• **WHAT IS NEEDED**
Which lines below contain the word "firefighter"? Gather every one of them and copy each in full.

• **INPUT FOR THIS TASK**

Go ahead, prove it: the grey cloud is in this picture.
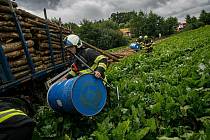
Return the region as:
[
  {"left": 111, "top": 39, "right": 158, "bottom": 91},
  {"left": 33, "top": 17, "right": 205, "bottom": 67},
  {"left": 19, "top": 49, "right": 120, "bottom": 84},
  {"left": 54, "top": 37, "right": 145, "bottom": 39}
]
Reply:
[{"left": 17, "top": 0, "right": 210, "bottom": 23}]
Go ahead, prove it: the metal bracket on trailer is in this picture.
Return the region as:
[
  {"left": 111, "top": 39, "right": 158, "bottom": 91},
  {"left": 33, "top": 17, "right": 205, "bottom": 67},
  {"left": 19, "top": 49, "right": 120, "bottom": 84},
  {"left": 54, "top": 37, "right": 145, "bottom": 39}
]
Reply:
[
  {"left": 59, "top": 18, "right": 65, "bottom": 63},
  {"left": 44, "top": 8, "right": 55, "bottom": 67},
  {"left": 7, "top": 0, "right": 35, "bottom": 73},
  {"left": 0, "top": 43, "right": 14, "bottom": 82}
]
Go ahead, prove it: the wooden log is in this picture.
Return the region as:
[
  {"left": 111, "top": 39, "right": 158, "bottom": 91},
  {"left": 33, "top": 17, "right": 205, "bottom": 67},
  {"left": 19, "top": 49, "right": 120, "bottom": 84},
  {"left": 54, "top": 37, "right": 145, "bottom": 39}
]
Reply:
[
  {"left": 0, "top": 0, "right": 17, "bottom": 8},
  {"left": 11, "top": 61, "right": 43, "bottom": 73},
  {"left": 3, "top": 40, "right": 34, "bottom": 53},
  {"left": 82, "top": 41, "right": 119, "bottom": 62},
  {"left": 9, "top": 57, "right": 41, "bottom": 68},
  {"left": 36, "top": 34, "right": 60, "bottom": 42},
  {"left": 39, "top": 43, "right": 61, "bottom": 49},
  {"left": 14, "top": 70, "right": 31, "bottom": 79},
  {"left": 0, "top": 32, "right": 32, "bottom": 39},
  {"left": 5, "top": 48, "right": 34, "bottom": 59},
  {"left": 35, "top": 65, "right": 45, "bottom": 72},
  {"left": 0, "top": 26, "right": 30, "bottom": 33},
  {"left": 0, "top": 19, "right": 34, "bottom": 28},
  {"left": 11, "top": 65, "right": 30, "bottom": 73},
  {"left": 0, "top": 12, "right": 23, "bottom": 21},
  {"left": 42, "top": 40, "right": 61, "bottom": 46},
  {"left": 24, "top": 18, "right": 45, "bottom": 27}
]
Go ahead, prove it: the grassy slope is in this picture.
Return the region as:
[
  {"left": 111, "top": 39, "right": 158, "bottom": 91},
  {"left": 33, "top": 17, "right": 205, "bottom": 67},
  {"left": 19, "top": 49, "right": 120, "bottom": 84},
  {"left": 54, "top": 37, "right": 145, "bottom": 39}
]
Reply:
[
  {"left": 35, "top": 26, "right": 210, "bottom": 140},
  {"left": 90, "top": 26, "right": 210, "bottom": 139}
]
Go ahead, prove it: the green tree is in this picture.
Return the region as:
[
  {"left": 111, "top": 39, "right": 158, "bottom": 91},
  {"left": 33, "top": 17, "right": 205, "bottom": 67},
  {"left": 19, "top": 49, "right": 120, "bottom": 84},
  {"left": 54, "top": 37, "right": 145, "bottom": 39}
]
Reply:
[
  {"left": 165, "top": 17, "right": 178, "bottom": 35},
  {"left": 199, "top": 10, "right": 210, "bottom": 25}
]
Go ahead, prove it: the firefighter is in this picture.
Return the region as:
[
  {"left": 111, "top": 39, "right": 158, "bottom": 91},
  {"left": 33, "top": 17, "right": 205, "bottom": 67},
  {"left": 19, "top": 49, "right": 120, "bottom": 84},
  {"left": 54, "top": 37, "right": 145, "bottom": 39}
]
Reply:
[
  {"left": 64, "top": 34, "right": 108, "bottom": 79},
  {"left": 0, "top": 97, "right": 35, "bottom": 140}
]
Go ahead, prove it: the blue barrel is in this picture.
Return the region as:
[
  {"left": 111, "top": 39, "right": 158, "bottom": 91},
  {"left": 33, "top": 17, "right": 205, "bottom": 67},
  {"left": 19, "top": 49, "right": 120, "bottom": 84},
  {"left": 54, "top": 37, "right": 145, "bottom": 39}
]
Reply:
[
  {"left": 47, "top": 74, "right": 107, "bottom": 116},
  {"left": 130, "top": 43, "right": 141, "bottom": 50}
]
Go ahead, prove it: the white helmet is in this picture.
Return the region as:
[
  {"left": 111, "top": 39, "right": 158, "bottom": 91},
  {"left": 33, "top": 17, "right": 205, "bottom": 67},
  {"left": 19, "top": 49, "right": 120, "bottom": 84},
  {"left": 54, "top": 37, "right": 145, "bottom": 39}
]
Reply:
[{"left": 63, "top": 34, "right": 82, "bottom": 48}]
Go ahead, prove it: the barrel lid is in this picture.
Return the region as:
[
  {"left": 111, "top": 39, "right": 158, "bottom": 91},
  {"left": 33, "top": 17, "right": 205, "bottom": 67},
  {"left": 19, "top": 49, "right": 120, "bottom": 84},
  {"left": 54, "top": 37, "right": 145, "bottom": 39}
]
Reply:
[{"left": 71, "top": 74, "right": 107, "bottom": 116}]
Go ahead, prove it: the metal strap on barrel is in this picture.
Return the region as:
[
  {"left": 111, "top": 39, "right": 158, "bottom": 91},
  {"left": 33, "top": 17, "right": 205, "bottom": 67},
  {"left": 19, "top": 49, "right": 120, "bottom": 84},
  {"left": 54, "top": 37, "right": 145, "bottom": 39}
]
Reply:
[
  {"left": 44, "top": 8, "right": 55, "bottom": 67},
  {"left": 59, "top": 18, "right": 65, "bottom": 63},
  {"left": 7, "top": 0, "right": 35, "bottom": 73}
]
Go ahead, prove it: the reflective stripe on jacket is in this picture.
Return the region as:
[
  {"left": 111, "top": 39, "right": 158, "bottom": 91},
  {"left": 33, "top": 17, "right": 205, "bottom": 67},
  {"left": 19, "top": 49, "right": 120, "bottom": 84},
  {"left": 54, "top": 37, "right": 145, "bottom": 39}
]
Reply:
[
  {"left": 0, "top": 109, "right": 27, "bottom": 123},
  {"left": 69, "top": 48, "right": 107, "bottom": 78}
]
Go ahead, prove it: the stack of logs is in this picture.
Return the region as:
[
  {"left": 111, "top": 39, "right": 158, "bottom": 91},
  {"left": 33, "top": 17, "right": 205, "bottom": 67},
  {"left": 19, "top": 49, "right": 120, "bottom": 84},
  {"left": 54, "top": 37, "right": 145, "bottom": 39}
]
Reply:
[{"left": 0, "top": 0, "right": 70, "bottom": 79}]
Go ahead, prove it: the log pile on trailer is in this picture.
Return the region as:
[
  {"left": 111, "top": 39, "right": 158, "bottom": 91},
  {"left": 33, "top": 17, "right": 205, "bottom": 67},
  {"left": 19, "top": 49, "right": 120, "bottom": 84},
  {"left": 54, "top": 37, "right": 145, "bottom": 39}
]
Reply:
[{"left": 0, "top": 0, "right": 71, "bottom": 79}]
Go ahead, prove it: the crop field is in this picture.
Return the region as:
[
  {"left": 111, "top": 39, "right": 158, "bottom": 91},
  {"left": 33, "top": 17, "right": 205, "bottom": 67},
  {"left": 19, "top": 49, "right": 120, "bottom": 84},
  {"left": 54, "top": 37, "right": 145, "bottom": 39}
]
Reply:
[{"left": 35, "top": 26, "right": 210, "bottom": 140}]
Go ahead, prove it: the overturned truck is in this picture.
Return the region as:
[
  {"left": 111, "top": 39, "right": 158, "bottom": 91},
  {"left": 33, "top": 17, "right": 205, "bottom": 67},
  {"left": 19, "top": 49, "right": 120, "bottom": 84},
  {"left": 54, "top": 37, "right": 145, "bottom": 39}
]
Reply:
[{"left": 0, "top": 0, "right": 118, "bottom": 95}]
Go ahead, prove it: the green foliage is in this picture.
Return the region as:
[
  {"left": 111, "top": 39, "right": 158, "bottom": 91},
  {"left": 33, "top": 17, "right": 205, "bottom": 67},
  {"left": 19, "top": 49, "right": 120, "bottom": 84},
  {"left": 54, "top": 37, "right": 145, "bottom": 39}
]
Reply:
[{"left": 37, "top": 26, "right": 210, "bottom": 140}]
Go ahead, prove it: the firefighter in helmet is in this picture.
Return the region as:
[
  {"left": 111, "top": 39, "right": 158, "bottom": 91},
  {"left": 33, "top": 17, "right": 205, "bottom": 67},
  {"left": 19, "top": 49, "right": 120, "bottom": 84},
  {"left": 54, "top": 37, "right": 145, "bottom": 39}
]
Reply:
[
  {"left": 0, "top": 97, "right": 35, "bottom": 140},
  {"left": 64, "top": 34, "right": 108, "bottom": 79}
]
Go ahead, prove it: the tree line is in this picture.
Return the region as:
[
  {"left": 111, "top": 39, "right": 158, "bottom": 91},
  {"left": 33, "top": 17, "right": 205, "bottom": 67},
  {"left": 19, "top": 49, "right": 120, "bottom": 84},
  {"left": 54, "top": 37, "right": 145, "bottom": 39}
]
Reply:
[{"left": 51, "top": 10, "right": 210, "bottom": 50}]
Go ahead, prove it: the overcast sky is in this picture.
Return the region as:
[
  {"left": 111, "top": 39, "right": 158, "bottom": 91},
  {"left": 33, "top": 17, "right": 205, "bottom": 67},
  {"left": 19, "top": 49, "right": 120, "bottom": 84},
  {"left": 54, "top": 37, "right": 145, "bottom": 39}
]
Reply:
[{"left": 16, "top": 0, "right": 210, "bottom": 24}]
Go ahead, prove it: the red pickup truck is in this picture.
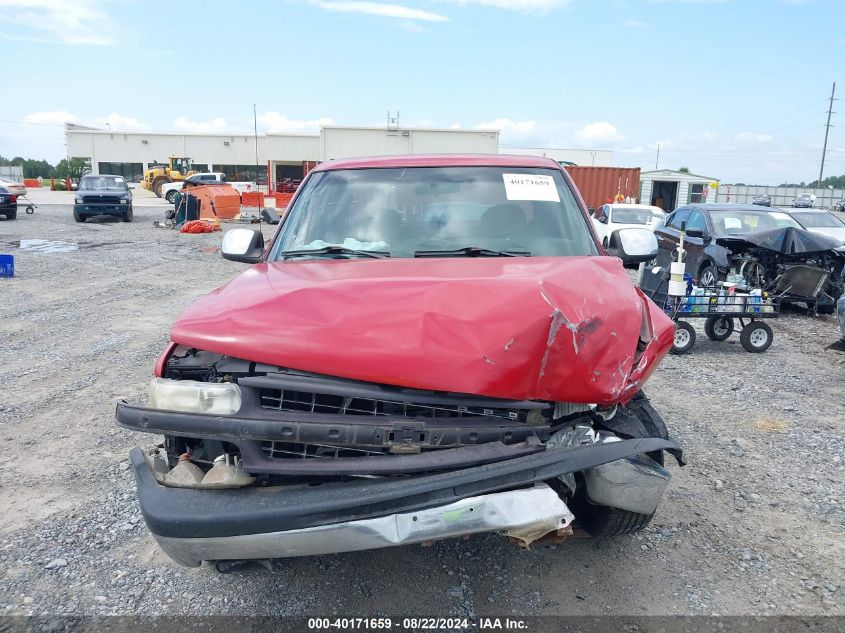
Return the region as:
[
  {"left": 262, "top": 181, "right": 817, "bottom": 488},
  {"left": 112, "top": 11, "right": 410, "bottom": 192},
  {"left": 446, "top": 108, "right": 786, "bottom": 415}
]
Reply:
[{"left": 116, "top": 155, "right": 683, "bottom": 566}]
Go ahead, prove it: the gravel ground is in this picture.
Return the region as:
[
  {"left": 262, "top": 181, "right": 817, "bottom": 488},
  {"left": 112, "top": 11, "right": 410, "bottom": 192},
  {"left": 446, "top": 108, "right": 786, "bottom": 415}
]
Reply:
[{"left": 0, "top": 194, "right": 845, "bottom": 616}]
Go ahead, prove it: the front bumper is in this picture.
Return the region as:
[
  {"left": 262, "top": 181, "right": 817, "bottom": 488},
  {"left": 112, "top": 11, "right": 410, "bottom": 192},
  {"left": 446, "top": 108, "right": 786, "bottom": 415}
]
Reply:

• **TASK RESULT**
Go ahead, prove it: the firefighter is in this picture.
Go ahead, prove it: the firefighter in helmet is in this picture.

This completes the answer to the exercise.